Point annotations for photos:
________

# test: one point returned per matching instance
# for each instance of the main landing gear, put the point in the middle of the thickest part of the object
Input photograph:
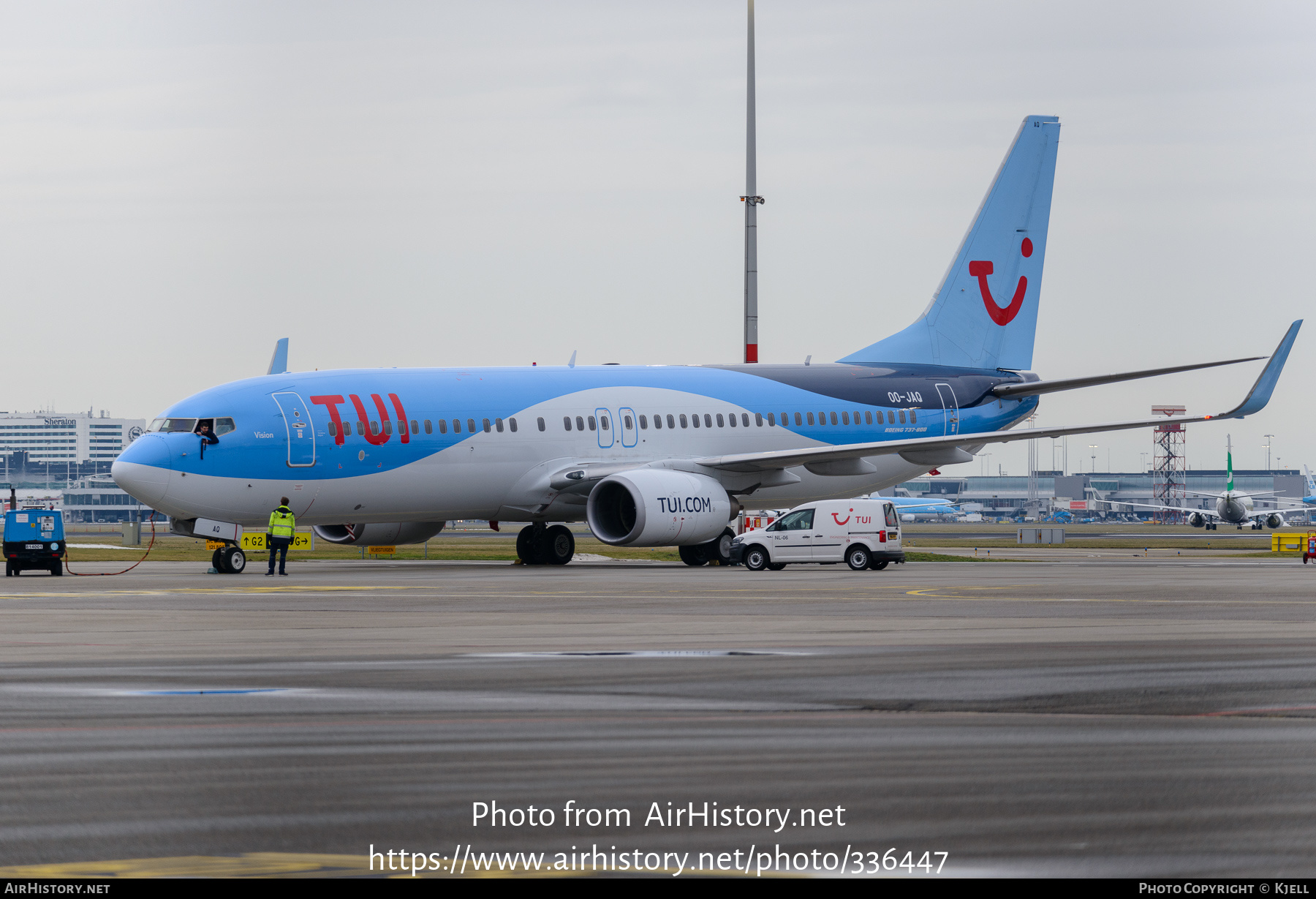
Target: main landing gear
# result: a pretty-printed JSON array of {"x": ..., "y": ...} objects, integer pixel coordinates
[
  {"x": 715, "y": 551},
  {"x": 541, "y": 545}
]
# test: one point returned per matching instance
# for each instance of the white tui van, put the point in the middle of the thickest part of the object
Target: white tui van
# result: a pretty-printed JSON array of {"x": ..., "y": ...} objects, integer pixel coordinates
[{"x": 865, "y": 533}]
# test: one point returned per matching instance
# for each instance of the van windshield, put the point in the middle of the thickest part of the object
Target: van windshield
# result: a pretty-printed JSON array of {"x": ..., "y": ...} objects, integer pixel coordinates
[{"x": 802, "y": 520}]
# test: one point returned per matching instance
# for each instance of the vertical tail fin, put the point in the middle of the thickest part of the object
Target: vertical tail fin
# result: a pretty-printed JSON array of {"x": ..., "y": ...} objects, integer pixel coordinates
[
  {"x": 1228, "y": 464},
  {"x": 985, "y": 312}
]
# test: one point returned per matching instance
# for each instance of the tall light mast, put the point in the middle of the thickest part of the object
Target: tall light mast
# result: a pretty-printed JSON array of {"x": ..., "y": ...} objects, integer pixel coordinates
[{"x": 752, "y": 200}]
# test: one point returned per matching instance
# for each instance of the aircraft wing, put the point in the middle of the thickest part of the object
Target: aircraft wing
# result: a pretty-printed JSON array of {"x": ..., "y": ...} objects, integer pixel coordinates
[{"x": 848, "y": 459}]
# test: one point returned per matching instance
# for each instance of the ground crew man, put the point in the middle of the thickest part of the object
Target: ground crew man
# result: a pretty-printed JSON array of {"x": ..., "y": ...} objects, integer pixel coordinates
[{"x": 279, "y": 535}]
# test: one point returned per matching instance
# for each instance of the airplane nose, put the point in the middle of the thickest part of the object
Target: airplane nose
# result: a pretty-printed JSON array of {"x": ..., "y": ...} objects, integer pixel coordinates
[{"x": 143, "y": 469}]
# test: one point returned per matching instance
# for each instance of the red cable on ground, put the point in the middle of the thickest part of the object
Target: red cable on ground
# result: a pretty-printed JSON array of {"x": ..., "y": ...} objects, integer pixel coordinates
[{"x": 105, "y": 574}]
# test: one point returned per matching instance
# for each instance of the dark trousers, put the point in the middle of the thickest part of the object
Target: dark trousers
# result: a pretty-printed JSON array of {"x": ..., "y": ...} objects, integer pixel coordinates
[{"x": 279, "y": 546}]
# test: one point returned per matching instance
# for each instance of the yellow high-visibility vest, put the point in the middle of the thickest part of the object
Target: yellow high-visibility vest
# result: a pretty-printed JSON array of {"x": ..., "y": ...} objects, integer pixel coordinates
[{"x": 282, "y": 522}]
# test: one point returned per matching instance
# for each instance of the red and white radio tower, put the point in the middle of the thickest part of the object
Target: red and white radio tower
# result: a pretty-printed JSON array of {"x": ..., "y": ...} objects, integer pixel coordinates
[{"x": 1171, "y": 465}]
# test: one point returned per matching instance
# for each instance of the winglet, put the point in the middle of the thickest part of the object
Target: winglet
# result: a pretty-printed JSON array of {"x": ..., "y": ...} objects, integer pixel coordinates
[
  {"x": 279, "y": 361},
  {"x": 1261, "y": 391}
]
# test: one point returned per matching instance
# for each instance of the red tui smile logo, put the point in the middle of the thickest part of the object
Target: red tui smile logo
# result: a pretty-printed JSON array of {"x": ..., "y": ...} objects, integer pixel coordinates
[{"x": 980, "y": 268}]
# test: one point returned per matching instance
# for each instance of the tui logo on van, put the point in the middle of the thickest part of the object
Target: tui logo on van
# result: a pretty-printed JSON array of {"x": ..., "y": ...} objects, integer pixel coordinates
[{"x": 980, "y": 268}]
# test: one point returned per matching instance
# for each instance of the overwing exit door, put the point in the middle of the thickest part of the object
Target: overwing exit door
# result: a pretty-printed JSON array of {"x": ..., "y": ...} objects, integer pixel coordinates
[
  {"x": 950, "y": 407},
  {"x": 302, "y": 433}
]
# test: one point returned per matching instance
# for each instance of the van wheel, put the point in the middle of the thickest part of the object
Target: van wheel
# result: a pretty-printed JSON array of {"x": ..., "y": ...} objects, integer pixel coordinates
[
  {"x": 756, "y": 558},
  {"x": 857, "y": 557},
  {"x": 694, "y": 554}
]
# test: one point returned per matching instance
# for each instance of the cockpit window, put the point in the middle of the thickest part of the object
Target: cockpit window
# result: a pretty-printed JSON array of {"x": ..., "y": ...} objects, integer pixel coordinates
[{"x": 173, "y": 426}]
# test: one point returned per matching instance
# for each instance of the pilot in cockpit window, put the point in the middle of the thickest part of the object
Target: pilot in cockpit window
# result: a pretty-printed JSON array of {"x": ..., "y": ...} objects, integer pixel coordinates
[{"x": 205, "y": 431}]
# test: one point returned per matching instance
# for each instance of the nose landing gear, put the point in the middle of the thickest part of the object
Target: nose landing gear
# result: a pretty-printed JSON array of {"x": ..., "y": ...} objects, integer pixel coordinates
[{"x": 230, "y": 560}]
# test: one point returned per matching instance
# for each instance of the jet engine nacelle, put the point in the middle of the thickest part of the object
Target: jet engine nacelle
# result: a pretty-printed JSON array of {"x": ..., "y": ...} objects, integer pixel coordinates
[
  {"x": 658, "y": 507},
  {"x": 378, "y": 535}
]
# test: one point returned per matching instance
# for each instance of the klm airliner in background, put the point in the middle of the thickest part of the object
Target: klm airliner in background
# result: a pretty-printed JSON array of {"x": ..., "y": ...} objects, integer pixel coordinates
[{"x": 649, "y": 456}]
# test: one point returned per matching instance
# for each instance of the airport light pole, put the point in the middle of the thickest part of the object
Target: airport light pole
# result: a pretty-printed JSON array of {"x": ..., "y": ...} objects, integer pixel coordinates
[{"x": 752, "y": 202}]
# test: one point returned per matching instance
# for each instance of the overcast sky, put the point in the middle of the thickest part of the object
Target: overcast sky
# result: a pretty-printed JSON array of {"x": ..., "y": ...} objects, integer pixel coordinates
[{"x": 496, "y": 184}]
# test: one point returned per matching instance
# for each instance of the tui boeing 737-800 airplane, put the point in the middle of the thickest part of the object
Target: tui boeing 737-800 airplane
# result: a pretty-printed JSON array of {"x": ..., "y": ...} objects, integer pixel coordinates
[{"x": 649, "y": 456}]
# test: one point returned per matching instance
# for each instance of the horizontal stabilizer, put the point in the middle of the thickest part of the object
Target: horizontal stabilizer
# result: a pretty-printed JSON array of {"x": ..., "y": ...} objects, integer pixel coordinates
[
  {"x": 1255, "y": 402},
  {"x": 1035, "y": 387}
]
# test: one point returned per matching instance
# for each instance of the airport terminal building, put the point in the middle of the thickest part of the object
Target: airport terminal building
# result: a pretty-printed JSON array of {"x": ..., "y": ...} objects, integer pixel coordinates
[
  {"x": 1003, "y": 495},
  {"x": 46, "y": 444}
]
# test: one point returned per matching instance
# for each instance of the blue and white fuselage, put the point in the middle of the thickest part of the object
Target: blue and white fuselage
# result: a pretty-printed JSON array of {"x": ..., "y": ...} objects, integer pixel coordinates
[
  {"x": 646, "y": 454},
  {"x": 441, "y": 444}
]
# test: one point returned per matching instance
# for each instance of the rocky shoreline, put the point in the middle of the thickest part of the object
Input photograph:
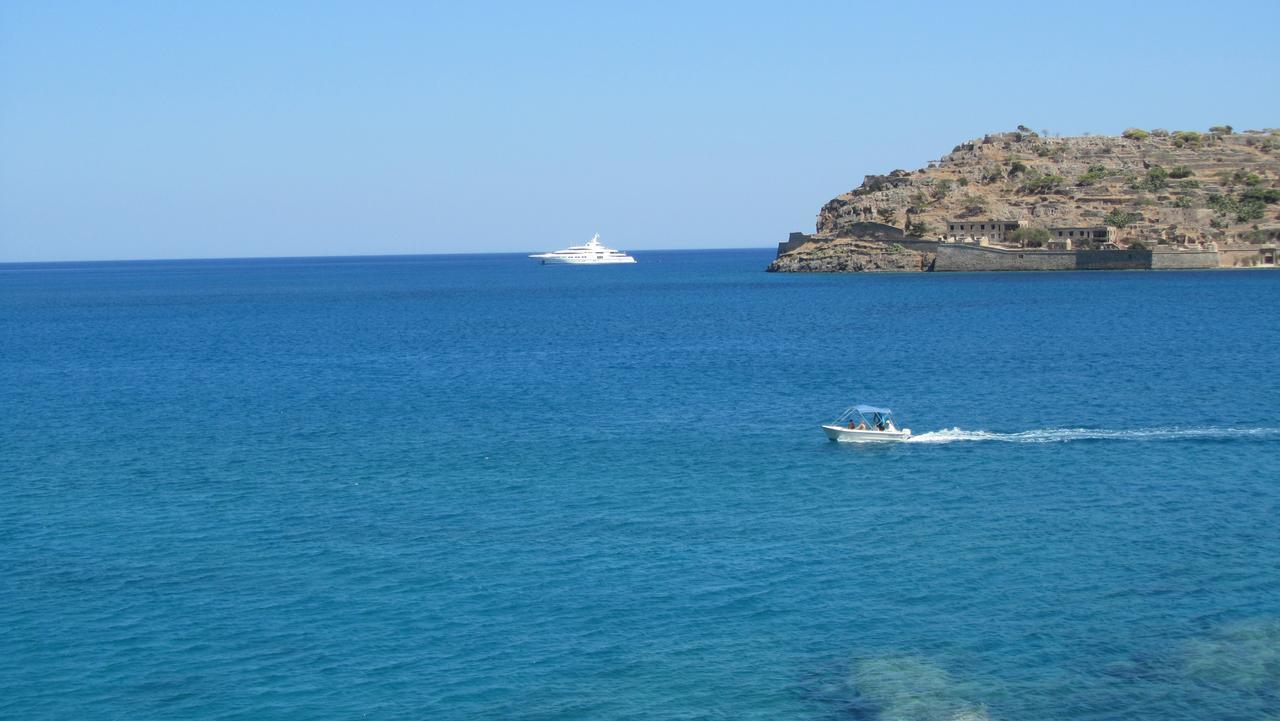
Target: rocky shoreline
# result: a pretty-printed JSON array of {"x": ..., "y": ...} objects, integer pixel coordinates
[{"x": 850, "y": 255}]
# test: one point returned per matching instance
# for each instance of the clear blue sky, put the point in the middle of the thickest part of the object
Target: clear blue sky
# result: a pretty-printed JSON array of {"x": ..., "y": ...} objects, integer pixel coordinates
[{"x": 204, "y": 129}]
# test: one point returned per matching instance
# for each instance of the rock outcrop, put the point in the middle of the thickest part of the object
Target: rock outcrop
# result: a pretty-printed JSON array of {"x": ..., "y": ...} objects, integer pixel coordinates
[
  {"x": 849, "y": 255},
  {"x": 1173, "y": 188}
]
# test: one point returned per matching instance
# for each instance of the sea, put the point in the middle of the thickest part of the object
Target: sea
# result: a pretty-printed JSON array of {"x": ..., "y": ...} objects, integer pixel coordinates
[{"x": 466, "y": 487}]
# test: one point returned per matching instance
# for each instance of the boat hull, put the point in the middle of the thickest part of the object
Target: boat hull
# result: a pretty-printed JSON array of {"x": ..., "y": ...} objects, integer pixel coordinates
[
  {"x": 855, "y": 436},
  {"x": 561, "y": 260}
]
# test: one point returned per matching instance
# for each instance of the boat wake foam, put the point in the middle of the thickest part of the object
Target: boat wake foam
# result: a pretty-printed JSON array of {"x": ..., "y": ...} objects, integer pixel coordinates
[{"x": 1066, "y": 434}]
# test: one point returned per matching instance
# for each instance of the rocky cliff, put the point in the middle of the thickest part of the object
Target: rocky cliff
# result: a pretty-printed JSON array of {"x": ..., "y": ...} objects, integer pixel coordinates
[
  {"x": 1151, "y": 187},
  {"x": 850, "y": 255}
]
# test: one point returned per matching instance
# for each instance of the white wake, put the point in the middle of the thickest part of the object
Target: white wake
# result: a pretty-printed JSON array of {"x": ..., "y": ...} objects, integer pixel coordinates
[{"x": 1066, "y": 434}]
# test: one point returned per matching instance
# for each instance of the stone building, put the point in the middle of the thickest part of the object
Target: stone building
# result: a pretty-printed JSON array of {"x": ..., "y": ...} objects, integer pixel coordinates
[
  {"x": 992, "y": 229},
  {"x": 1096, "y": 234}
]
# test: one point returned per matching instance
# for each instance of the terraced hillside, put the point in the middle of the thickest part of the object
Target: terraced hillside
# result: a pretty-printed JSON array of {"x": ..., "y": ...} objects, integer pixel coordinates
[{"x": 1152, "y": 187}]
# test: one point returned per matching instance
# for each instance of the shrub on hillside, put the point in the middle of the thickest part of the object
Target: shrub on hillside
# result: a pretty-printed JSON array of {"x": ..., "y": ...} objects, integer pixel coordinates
[
  {"x": 1156, "y": 178},
  {"x": 1043, "y": 185},
  {"x": 1119, "y": 218},
  {"x": 1188, "y": 138},
  {"x": 1092, "y": 176},
  {"x": 1262, "y": 195}
]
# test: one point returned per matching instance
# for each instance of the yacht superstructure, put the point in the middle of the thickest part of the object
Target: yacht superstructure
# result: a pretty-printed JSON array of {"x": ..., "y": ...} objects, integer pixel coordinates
[{"x": 593, "y": 252}]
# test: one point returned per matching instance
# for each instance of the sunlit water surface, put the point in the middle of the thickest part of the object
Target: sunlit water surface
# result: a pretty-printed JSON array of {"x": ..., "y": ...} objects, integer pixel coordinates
[{"x": 472, "y": 487}]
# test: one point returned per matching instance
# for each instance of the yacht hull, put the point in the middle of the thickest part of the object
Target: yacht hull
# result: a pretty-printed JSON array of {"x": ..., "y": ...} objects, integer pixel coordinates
[
  {"x": 583, "y": 260},
  {"x": 855, "y": 436}
]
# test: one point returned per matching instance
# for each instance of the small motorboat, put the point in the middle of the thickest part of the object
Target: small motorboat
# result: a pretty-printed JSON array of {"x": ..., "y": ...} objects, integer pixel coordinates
[{"x": 865, "y": 424}]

________

* _TASK DESCRIPTION_
Return every line of the rows above that contains the string "terminal".

* _WRITTEN RESPONSE_
# for each instance of the airport terminal building, put the point in the middle of the thickest part of the object
Target: airport terminal building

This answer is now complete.